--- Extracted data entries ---
────────────────
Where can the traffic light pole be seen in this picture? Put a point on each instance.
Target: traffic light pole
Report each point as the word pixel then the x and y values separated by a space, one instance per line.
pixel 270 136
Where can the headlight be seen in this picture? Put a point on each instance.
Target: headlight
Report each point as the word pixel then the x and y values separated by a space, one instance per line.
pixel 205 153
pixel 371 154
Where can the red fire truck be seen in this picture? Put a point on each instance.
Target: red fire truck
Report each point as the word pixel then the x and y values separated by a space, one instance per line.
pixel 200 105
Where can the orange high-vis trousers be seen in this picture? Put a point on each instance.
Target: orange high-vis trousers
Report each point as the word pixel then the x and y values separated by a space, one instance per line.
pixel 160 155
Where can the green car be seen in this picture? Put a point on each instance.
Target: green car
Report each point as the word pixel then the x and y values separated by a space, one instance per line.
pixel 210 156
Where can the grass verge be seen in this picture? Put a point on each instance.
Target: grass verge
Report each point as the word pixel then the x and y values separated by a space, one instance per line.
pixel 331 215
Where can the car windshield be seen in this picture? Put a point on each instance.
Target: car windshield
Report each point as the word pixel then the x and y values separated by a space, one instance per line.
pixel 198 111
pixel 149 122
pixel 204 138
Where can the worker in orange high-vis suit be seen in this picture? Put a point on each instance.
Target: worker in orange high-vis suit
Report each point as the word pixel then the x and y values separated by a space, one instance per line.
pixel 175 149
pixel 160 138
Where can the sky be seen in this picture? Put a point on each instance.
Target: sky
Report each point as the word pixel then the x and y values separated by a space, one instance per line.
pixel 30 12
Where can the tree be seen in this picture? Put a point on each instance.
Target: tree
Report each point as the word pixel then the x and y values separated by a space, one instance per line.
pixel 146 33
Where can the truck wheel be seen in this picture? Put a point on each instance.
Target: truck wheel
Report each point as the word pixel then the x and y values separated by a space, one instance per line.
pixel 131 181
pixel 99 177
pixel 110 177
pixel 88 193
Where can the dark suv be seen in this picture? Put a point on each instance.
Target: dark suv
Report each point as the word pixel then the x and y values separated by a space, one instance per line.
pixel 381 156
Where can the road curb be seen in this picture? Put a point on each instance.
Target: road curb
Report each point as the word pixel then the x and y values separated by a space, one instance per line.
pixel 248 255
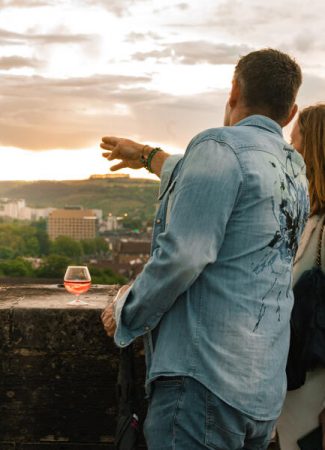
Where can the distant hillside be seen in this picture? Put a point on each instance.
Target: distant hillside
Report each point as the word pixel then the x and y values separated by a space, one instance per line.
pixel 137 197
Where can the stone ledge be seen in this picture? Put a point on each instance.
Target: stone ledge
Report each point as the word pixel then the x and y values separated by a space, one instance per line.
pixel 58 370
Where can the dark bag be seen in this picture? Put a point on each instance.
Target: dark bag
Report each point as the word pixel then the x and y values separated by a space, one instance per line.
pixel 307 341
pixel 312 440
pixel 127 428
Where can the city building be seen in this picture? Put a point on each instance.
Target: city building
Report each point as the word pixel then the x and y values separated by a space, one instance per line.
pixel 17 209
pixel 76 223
────────────────
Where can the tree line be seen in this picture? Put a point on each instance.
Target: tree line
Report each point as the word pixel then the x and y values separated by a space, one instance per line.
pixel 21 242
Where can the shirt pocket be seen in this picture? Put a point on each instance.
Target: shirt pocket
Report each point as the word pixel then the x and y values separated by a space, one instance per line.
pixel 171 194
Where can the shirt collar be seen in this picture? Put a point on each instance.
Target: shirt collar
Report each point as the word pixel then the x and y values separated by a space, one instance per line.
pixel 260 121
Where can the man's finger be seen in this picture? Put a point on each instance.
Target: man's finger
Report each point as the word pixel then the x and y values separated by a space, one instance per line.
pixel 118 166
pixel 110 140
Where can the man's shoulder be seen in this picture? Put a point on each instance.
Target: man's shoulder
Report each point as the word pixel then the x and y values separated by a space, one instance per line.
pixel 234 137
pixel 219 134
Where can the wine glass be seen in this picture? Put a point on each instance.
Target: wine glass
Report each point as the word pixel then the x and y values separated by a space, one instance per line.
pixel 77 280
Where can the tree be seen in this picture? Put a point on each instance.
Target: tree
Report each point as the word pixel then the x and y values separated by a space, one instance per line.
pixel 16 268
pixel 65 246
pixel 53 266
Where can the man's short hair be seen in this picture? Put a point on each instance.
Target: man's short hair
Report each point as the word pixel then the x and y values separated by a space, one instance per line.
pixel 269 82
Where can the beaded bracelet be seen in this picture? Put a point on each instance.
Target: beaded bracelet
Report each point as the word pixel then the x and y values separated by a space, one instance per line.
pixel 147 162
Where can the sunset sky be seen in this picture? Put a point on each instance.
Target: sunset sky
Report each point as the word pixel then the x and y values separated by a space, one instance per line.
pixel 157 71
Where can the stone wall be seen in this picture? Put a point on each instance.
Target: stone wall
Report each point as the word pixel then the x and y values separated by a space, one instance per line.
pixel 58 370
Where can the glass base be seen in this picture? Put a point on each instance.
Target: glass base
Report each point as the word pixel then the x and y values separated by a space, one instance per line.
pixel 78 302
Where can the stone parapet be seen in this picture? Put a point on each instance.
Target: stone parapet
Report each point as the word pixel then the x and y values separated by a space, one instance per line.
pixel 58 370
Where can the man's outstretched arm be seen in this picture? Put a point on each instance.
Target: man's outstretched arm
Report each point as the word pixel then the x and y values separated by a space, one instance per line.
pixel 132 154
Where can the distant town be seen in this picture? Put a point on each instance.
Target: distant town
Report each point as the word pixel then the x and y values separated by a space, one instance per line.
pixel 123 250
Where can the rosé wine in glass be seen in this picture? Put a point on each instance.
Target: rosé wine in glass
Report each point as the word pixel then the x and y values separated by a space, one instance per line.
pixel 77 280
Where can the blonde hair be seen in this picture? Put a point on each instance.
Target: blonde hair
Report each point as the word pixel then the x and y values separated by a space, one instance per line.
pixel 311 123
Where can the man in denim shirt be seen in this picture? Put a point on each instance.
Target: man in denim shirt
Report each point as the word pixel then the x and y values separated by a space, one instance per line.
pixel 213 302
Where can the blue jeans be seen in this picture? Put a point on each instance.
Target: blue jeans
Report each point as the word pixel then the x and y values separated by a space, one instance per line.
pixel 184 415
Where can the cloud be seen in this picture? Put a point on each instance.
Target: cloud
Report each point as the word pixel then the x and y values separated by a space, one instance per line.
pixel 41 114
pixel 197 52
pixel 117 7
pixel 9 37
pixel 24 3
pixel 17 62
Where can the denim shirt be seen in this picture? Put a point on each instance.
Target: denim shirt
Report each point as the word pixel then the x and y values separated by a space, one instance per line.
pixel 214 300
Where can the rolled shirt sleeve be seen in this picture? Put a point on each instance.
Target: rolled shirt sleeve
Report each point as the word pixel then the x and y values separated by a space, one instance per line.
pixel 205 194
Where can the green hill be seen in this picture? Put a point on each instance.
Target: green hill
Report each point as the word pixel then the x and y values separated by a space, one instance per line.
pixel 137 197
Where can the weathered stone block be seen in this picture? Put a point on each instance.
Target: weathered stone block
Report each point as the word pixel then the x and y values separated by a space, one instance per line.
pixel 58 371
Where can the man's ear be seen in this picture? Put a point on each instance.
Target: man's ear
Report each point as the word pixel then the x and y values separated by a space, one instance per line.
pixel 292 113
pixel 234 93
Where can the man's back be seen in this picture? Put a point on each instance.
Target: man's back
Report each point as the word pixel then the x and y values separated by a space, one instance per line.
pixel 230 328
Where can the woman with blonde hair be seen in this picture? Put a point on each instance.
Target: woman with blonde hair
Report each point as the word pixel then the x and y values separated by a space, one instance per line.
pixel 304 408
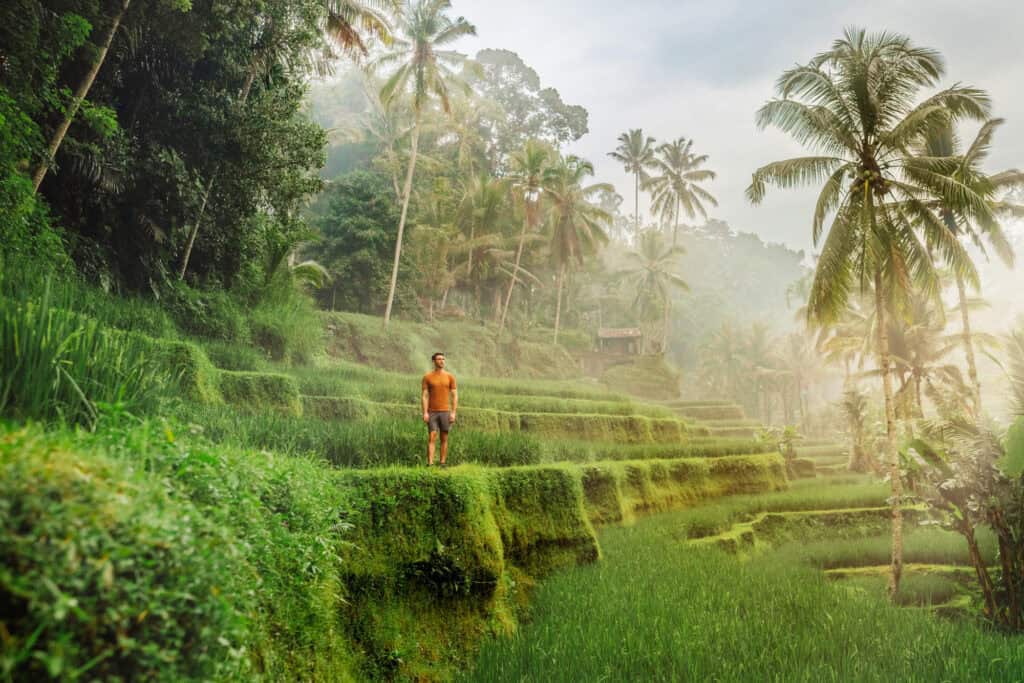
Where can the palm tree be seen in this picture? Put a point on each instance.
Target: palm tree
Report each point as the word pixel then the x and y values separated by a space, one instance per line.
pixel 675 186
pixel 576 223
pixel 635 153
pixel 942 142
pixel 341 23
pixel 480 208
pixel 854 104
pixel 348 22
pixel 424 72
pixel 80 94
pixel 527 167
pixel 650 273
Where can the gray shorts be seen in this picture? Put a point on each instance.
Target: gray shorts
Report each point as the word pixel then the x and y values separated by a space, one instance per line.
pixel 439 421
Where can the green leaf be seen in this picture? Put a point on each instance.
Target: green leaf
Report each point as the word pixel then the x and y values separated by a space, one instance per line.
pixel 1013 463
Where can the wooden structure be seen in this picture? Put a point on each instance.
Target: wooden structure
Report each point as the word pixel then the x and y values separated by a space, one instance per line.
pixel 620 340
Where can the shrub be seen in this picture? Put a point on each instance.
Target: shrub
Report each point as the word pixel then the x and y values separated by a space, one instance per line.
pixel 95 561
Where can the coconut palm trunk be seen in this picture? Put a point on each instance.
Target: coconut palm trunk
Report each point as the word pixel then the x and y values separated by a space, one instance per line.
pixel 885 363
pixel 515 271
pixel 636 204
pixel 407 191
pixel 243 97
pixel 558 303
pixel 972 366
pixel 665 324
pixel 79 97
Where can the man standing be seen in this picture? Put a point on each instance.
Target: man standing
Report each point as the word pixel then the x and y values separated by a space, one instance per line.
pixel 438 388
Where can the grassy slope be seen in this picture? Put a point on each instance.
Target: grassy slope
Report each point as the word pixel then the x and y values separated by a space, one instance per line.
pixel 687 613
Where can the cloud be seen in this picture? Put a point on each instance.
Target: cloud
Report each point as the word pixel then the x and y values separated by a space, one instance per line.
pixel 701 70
────────────────
--- ASSIGNED TASK ---
Report, from the entries above, each line where "shorts" is found.

--- WRITTEN RESPONSE ---
Where can the gray shorts be seen in this picture? Put a point on each instance.
Target: gray shorts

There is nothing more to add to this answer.